**YOUR INSTRUCTIONS**
Duplicate the lines from the start of the data up to and including the line containing "M39 48L38 55L46", without the pictures.

**Region segmentation data**
--------------------------------
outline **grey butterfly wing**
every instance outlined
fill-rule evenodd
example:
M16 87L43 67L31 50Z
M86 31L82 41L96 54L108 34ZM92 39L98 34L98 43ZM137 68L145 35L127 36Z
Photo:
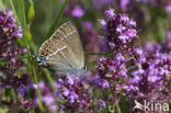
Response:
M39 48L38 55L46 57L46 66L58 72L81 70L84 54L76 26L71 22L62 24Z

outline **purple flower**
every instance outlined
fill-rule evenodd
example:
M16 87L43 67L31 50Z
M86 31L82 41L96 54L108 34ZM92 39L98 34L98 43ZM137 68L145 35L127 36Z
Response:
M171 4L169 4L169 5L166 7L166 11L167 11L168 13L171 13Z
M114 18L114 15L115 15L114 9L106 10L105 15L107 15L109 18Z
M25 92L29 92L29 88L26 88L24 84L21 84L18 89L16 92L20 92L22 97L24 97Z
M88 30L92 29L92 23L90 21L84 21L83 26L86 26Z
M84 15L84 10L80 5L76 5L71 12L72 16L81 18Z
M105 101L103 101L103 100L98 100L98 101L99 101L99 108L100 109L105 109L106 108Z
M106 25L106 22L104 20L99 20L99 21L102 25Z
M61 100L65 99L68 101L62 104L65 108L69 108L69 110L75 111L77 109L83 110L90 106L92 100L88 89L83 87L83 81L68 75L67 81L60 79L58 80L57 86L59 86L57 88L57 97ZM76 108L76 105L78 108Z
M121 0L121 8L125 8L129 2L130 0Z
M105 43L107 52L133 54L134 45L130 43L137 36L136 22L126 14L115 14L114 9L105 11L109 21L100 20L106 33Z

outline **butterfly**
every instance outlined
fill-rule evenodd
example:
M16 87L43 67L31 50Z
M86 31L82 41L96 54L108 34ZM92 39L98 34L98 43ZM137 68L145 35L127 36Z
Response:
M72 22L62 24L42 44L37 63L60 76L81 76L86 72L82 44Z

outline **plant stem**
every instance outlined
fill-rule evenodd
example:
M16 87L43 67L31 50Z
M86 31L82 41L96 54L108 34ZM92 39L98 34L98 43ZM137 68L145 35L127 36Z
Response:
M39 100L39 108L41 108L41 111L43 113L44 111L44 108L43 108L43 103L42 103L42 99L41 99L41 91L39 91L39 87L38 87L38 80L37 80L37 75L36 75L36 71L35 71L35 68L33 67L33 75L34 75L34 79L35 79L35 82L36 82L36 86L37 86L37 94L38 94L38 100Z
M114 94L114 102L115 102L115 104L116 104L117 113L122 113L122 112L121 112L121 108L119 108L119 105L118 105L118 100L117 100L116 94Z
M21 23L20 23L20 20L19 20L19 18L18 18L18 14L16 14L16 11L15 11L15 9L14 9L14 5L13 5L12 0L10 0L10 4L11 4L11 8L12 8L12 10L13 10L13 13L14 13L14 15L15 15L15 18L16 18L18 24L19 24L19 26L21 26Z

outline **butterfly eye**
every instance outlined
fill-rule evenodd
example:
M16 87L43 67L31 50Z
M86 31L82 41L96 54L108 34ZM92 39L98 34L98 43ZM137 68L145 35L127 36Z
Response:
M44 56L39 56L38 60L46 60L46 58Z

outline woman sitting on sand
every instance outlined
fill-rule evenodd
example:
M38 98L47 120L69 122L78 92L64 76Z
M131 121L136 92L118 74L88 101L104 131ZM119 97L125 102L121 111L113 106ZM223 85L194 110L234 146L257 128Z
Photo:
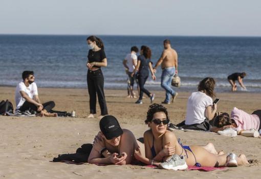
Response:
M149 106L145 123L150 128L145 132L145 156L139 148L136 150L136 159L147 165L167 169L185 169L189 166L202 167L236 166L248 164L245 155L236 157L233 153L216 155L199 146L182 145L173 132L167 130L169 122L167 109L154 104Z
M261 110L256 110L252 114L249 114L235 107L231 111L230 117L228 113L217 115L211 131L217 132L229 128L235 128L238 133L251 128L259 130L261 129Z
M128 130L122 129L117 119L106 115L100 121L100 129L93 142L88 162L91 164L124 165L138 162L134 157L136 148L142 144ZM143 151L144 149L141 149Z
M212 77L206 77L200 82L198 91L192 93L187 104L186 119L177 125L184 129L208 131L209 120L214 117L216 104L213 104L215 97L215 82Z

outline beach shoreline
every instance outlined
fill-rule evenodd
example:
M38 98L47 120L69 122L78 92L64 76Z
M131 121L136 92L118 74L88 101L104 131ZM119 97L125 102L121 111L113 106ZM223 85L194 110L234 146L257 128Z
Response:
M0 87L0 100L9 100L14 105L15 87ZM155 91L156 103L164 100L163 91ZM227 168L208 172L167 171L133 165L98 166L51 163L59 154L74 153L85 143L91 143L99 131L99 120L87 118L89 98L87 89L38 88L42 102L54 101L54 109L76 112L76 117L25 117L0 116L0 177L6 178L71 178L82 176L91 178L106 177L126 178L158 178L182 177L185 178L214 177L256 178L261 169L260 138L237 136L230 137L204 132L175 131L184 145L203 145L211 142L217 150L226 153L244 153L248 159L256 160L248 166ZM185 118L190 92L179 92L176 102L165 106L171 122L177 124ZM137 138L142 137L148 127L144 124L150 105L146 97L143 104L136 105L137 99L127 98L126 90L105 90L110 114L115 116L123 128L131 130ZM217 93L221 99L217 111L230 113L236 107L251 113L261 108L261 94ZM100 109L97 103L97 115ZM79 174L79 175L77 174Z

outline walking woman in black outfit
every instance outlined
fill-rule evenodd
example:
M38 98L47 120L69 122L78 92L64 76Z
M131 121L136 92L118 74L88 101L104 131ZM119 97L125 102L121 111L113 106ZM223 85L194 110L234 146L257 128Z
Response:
--------------------------------
**RESULT OF THIS TASK**
outline **grey butterfly wing**
every instance outlined
fill-rule evenodd
example:
M16 87L43 67L31 50Z
M86 31L82 41L96 54L108 34ZM92 39L98 34L98 43ZM137 68L145 35L127 36Z
Photo:
Response:
M39 48L38 55L46 57L46 66L58 72L81 70L84 54L76 26L71 22L62 24Z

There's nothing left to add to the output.